begin RECORD LIST

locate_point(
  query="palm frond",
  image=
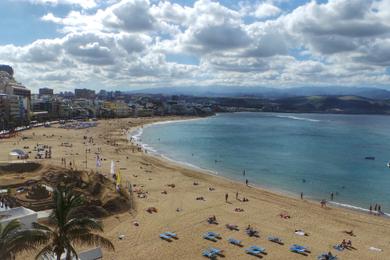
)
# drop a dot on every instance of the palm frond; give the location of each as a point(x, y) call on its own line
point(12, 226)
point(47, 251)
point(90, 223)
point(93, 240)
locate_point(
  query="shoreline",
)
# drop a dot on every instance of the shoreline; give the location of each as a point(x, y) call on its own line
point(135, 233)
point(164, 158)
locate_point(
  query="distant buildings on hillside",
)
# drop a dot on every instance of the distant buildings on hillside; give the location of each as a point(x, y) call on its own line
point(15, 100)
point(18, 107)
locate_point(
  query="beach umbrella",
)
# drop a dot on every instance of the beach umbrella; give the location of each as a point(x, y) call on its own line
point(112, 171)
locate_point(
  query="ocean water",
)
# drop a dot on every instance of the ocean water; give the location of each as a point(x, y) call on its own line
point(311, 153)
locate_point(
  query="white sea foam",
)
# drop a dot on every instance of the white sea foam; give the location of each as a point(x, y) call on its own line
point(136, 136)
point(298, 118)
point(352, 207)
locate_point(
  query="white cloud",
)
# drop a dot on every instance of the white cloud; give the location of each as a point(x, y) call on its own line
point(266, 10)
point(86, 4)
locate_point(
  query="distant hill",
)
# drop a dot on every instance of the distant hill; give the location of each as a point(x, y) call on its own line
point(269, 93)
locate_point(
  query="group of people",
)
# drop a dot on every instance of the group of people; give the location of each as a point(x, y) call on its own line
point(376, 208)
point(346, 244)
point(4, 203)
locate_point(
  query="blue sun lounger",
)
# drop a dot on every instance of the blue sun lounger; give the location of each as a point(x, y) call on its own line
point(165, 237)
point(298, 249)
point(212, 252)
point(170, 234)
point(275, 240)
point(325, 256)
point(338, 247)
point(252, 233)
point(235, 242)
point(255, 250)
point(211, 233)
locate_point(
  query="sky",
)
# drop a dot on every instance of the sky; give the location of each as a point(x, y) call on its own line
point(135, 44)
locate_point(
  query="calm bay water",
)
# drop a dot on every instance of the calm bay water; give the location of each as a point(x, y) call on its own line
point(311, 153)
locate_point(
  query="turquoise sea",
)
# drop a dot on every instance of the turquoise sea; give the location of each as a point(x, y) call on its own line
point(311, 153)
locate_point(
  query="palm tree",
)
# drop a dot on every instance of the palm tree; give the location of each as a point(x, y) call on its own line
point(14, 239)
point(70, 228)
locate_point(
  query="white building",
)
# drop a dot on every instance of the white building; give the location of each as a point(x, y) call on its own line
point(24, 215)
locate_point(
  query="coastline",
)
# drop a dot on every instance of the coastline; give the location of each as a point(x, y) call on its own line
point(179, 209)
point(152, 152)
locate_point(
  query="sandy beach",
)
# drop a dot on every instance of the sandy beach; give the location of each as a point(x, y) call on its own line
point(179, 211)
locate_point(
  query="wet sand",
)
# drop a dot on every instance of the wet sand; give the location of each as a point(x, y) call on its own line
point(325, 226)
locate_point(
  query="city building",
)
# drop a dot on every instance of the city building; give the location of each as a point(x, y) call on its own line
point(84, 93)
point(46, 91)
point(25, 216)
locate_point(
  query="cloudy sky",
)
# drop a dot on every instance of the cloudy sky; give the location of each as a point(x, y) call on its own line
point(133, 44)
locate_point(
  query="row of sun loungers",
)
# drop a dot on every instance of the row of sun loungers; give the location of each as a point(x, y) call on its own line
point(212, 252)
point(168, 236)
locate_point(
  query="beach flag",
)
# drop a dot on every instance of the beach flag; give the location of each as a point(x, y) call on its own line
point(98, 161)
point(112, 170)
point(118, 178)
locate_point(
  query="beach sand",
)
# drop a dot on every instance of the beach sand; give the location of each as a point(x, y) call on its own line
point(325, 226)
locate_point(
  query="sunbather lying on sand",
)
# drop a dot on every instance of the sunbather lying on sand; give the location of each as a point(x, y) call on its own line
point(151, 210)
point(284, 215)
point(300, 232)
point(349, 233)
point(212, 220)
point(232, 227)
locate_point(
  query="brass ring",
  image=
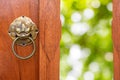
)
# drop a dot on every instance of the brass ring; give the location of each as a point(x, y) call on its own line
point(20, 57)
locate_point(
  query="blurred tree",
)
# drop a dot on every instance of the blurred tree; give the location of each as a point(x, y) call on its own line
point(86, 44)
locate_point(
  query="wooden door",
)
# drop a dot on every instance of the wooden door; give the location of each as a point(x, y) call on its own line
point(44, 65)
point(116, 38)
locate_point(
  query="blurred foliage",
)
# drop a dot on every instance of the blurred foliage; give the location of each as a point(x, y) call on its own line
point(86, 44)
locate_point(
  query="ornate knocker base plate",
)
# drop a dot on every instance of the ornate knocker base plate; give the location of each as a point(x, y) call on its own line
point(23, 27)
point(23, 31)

end RECORD LIST
begin RECORD LIST

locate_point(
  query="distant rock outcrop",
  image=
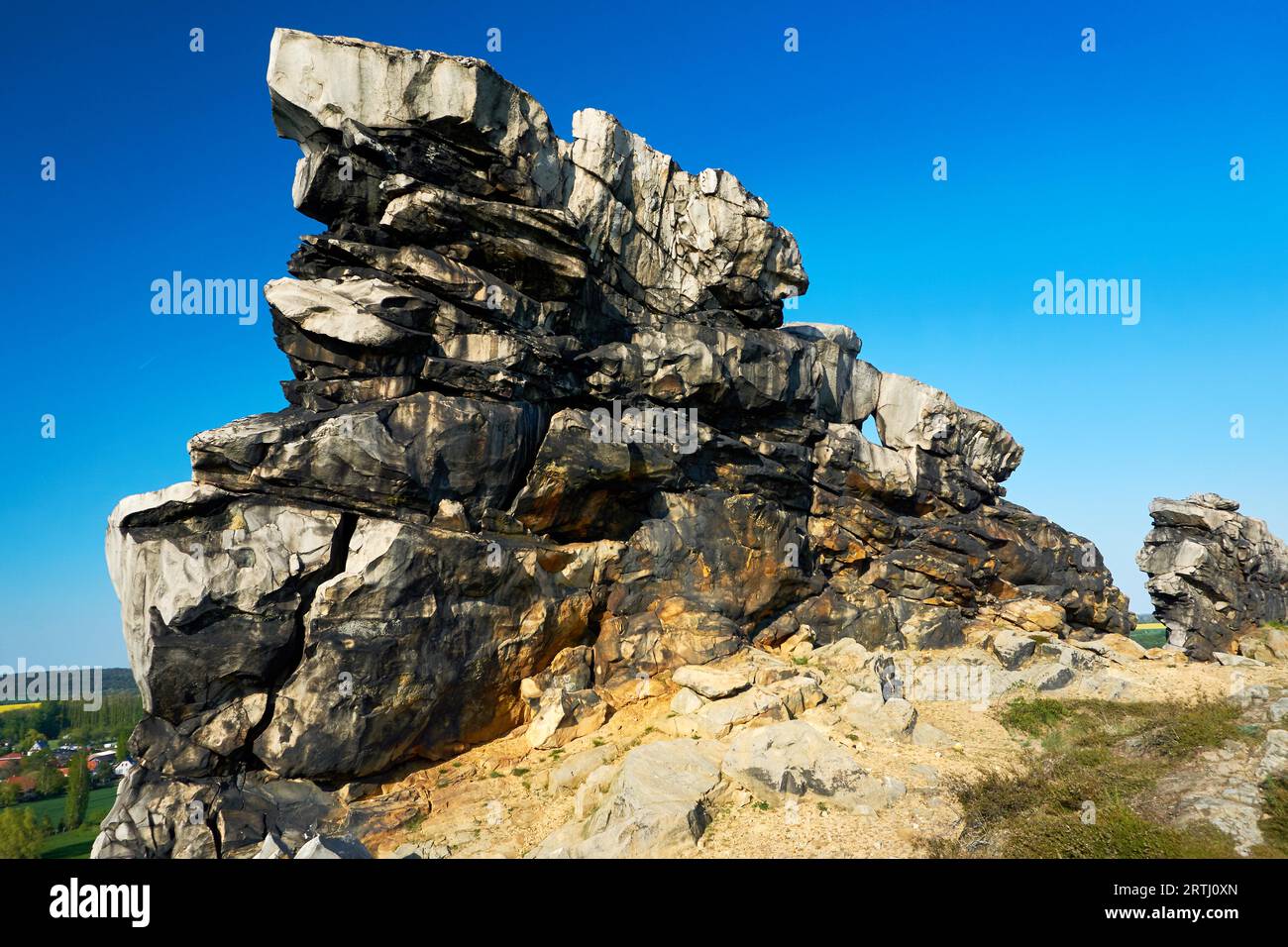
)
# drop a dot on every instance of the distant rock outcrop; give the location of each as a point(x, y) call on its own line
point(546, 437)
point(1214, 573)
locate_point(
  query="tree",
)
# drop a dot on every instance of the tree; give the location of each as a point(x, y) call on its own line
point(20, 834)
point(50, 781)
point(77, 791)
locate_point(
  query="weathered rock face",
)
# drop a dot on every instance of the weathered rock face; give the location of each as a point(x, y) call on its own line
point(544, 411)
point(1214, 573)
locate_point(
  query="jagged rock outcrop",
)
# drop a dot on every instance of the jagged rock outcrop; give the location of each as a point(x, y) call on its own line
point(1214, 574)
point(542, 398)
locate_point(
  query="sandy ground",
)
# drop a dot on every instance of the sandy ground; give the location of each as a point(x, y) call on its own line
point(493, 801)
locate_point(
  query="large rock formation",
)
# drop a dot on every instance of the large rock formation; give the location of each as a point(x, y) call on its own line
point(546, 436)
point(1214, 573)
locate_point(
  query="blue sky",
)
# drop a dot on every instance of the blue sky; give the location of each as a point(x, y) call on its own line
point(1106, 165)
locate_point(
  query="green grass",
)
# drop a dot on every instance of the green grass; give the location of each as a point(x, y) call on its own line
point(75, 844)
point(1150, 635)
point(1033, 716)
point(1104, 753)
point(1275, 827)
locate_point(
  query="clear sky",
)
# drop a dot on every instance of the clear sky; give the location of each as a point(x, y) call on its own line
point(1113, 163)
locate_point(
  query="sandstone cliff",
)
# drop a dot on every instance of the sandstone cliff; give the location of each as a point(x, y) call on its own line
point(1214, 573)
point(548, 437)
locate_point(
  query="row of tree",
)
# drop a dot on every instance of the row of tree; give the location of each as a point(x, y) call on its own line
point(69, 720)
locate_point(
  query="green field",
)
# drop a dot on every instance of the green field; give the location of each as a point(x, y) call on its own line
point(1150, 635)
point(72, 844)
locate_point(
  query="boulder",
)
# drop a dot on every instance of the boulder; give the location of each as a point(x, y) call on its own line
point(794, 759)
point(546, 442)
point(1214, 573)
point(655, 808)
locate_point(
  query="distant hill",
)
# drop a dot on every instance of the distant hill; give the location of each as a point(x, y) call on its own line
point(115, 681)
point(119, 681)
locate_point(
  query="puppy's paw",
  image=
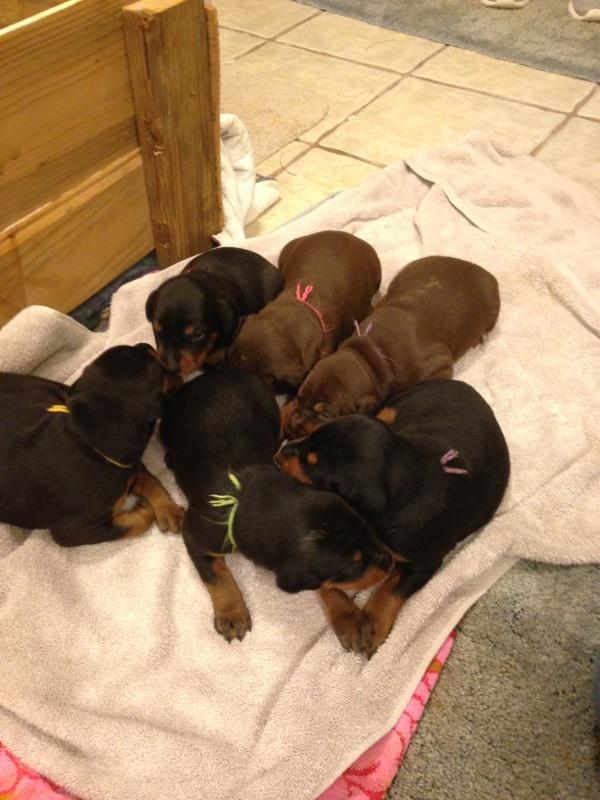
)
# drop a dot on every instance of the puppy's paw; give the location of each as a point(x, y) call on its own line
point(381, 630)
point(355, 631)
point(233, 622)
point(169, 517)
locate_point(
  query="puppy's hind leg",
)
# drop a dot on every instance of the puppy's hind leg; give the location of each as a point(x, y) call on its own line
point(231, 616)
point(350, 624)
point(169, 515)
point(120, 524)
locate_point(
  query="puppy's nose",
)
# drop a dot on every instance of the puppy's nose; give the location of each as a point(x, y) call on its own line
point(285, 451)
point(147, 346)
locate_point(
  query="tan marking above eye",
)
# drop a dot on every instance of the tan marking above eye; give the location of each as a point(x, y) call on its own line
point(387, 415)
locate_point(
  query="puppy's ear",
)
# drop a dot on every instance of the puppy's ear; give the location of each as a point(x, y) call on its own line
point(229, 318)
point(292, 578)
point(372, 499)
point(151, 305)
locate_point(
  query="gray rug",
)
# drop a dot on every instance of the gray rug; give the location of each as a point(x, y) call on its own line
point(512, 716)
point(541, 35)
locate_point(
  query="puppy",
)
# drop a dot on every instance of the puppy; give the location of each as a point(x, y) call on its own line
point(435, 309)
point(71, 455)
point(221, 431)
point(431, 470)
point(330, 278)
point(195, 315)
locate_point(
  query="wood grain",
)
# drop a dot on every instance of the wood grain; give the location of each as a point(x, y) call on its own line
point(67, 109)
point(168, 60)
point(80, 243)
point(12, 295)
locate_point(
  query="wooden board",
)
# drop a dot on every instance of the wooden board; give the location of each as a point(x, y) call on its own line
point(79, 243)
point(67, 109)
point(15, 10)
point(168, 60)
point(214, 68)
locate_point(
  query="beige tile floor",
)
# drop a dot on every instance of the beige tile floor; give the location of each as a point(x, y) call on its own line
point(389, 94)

end RECORD LIST
begin RECORD LIST

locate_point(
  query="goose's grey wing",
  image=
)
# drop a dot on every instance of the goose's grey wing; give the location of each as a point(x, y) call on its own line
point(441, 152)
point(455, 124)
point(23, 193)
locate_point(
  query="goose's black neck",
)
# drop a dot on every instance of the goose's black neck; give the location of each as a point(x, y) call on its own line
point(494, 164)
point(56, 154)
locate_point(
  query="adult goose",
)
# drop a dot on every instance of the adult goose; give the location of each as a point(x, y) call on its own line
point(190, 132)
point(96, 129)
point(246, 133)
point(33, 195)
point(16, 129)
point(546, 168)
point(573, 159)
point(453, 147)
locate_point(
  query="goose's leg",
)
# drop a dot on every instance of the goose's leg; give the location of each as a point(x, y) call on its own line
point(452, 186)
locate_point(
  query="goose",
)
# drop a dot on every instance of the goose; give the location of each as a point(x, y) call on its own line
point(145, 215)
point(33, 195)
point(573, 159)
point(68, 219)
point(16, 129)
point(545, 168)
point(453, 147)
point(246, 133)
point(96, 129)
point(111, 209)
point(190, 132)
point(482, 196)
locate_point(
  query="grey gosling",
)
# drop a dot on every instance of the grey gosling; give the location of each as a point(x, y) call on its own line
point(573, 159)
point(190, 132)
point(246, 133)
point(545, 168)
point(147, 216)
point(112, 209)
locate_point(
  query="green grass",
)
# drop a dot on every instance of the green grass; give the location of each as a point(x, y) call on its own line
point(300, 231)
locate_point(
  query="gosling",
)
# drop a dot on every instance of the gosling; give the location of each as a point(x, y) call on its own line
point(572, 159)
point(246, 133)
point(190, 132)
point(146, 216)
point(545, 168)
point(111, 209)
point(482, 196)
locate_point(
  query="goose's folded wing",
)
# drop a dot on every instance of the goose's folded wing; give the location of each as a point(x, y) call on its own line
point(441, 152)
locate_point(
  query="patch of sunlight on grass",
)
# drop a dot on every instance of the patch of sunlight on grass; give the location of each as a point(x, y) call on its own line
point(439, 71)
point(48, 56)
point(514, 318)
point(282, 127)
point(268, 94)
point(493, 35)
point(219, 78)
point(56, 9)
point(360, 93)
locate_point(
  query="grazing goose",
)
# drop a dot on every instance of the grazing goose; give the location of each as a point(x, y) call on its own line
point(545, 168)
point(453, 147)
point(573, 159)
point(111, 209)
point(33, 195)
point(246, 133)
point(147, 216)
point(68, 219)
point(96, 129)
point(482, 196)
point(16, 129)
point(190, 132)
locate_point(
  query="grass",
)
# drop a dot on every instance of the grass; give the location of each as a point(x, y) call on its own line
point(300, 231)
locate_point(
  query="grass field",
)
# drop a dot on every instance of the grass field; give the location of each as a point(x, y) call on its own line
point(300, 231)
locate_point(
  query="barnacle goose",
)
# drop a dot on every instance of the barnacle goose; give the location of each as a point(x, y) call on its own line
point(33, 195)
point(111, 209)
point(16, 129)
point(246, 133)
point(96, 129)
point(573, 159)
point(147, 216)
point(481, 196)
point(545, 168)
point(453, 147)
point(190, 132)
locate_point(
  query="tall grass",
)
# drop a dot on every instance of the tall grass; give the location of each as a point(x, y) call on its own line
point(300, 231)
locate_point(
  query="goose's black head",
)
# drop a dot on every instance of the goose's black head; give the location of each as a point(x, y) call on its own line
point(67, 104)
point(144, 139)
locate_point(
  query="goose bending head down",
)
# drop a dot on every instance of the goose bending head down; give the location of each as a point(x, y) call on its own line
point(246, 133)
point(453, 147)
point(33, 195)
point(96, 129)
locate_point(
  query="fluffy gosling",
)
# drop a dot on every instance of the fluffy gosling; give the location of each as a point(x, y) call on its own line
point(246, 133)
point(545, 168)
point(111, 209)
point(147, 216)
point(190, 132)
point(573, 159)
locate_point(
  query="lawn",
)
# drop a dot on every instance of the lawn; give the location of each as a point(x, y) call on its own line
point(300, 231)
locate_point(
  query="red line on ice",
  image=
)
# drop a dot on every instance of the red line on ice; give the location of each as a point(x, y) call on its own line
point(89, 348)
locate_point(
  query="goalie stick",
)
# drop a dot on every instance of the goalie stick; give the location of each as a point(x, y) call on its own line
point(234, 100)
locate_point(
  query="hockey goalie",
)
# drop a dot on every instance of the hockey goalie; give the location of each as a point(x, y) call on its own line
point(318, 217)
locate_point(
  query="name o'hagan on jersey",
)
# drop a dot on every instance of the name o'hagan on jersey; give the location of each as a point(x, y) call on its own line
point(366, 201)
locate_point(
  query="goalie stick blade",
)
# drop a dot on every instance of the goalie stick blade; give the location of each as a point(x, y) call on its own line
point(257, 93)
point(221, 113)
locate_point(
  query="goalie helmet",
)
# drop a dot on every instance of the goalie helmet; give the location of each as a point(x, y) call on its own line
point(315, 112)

end RECORD LIST

REQUIRED TASK: Copy out every line in the rows above that contains the string "coastline". Case counts.

RESULT OF THIS EXERCISE:
  query="coastline",
# drop a dot on every instance of the coastline; give the location of each as a point(x, y) call on its own line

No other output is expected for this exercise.